** BEGIN Material provided **

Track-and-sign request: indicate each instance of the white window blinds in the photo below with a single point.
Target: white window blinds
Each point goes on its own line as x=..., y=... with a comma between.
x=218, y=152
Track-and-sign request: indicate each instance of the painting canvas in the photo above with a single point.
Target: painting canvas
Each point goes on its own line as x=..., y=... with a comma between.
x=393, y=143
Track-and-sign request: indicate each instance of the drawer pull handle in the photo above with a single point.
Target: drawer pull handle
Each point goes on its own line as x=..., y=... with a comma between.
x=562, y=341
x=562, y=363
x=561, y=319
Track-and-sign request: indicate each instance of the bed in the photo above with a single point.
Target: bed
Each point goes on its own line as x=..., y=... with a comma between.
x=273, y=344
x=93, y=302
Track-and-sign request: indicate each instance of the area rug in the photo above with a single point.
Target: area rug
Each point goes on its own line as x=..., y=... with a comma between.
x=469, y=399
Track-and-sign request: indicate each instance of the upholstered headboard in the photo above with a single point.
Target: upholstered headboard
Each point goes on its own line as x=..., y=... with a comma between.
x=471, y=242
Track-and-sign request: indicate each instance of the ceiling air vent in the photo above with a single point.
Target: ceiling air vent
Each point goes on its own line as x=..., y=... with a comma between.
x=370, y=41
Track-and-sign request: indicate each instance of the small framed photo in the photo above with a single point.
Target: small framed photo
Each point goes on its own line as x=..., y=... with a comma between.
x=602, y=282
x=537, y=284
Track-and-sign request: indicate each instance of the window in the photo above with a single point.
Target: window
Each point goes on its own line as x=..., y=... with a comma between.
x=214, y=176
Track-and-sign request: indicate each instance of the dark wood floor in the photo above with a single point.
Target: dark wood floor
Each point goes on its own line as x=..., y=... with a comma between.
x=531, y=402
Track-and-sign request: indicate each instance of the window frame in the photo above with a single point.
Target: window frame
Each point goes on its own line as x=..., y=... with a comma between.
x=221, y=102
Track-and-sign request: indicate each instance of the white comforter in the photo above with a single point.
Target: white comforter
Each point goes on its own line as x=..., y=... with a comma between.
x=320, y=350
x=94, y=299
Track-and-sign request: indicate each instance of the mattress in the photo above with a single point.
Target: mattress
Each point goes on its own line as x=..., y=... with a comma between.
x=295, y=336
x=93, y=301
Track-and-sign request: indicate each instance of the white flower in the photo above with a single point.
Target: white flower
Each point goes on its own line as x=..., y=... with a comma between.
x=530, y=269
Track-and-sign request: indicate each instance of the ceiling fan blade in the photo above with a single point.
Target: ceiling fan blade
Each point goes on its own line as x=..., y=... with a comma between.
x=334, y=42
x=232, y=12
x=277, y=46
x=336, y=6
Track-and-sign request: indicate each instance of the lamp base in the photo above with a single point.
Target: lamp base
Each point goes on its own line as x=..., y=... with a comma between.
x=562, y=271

** END Material provided **

Your instructions
Reproduce verbatim the stretch of lines above from the one containing "the white comforter" through the last line.

The completed task
Track-and-sign request: indicate each instance of the white comforter in the photo above with a single point.
Target: white comforter
Each point goes on its own line as x=..., y=... with a comma between.
x=320, y=350
x=94, y=299
Track-and-sign request: indicate each instance of the mattress in the photo above with a single point.
Target: mattress
Each point goes on its own line as x=..., y=... with a comma between.
x=295, y=336
x=93, y=301
Track-and-sign request: indicate each instance of the white flower in the photo above with a single point.
Target: white flower
Each point goes on its own line as x=..., y=... with a comma between.
x=530, y=269
Track-and-sign request: indicate each instance of the ceiling fan blade in the photo above with a single point.
Target: ceiling fan blade
Each point goes on its own line as x=..., y=... with a comma between.
x=334, y=42
x=232, y=12
x=277, y=46
x=336, y=6
Track-and-sign request: indicate each instance of the lamp base in the photo above with a single point.
Target: lamp base
Each point goes on its own line as x=..., y=... with a comma between.
x=562, y=271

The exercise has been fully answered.